_EXERCISE AIM_.
Transcribe nothing but the lines from the one with "Target: cloudy sky" to the end of the entries, both included, keeping each exact and leaving every picture out.

Natural language region descriptions
=== Section Start ===

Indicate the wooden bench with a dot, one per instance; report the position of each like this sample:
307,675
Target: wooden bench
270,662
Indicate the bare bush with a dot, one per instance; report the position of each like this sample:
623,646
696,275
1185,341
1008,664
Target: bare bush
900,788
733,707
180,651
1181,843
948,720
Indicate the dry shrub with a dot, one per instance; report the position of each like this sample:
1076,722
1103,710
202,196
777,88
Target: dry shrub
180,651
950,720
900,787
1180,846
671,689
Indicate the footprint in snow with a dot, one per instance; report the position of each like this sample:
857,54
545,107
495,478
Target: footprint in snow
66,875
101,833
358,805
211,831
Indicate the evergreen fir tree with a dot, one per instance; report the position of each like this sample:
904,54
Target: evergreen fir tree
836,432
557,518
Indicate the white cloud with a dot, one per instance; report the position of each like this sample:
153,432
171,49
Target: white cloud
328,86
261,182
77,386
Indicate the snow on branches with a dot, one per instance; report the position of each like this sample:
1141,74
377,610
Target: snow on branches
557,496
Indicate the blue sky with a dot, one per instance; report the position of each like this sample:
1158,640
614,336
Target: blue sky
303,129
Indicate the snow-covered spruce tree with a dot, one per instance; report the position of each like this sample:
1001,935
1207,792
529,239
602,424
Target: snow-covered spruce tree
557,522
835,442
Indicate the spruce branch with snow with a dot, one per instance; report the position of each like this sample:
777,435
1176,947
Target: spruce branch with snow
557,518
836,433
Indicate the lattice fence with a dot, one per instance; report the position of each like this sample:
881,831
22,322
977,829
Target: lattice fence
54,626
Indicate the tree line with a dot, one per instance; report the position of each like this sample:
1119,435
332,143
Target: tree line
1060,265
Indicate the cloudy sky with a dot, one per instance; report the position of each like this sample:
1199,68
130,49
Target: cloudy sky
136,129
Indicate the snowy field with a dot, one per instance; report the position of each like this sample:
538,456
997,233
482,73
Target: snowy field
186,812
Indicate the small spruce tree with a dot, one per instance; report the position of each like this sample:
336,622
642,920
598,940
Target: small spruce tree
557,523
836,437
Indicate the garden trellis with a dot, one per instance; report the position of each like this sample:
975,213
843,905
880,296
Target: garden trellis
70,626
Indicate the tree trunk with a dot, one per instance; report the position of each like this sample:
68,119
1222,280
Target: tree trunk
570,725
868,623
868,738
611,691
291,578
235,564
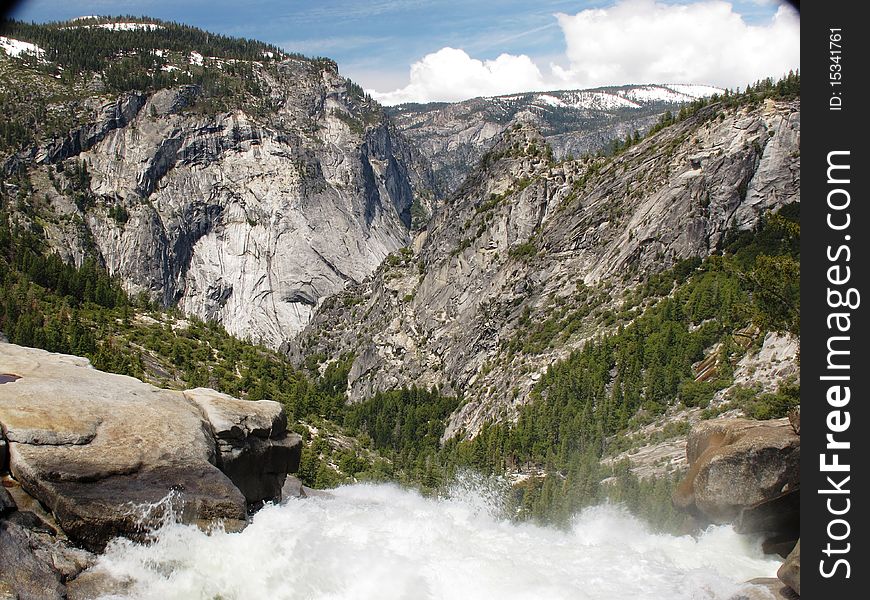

=== Section End ===

_SOLUTION BELOW_.
Target: cloudy sky
136,129
Indicate the snowy field with a dot, one per instance; report the position of each like this sample:
538,456
997,233
482,73
Target: snowy field
186,812
Indicate the small spruce tree with a dot, one per instance; report the position of each like this sample:
336,622
642,920
598,940
Target: small spruce tree
557,523
836,437
Indicate the garden trellis with a dot, one per instance; report the position of each like this sample:
975,213
843,905
880,296
Target: garden trellis
70,626
Indicate the tree trunk with a dot, one per instance; report the position of each like this sample:
68,119
1222,280
Target: tree trunk
570,725
868,623
868,738
611,691
291,578
235,564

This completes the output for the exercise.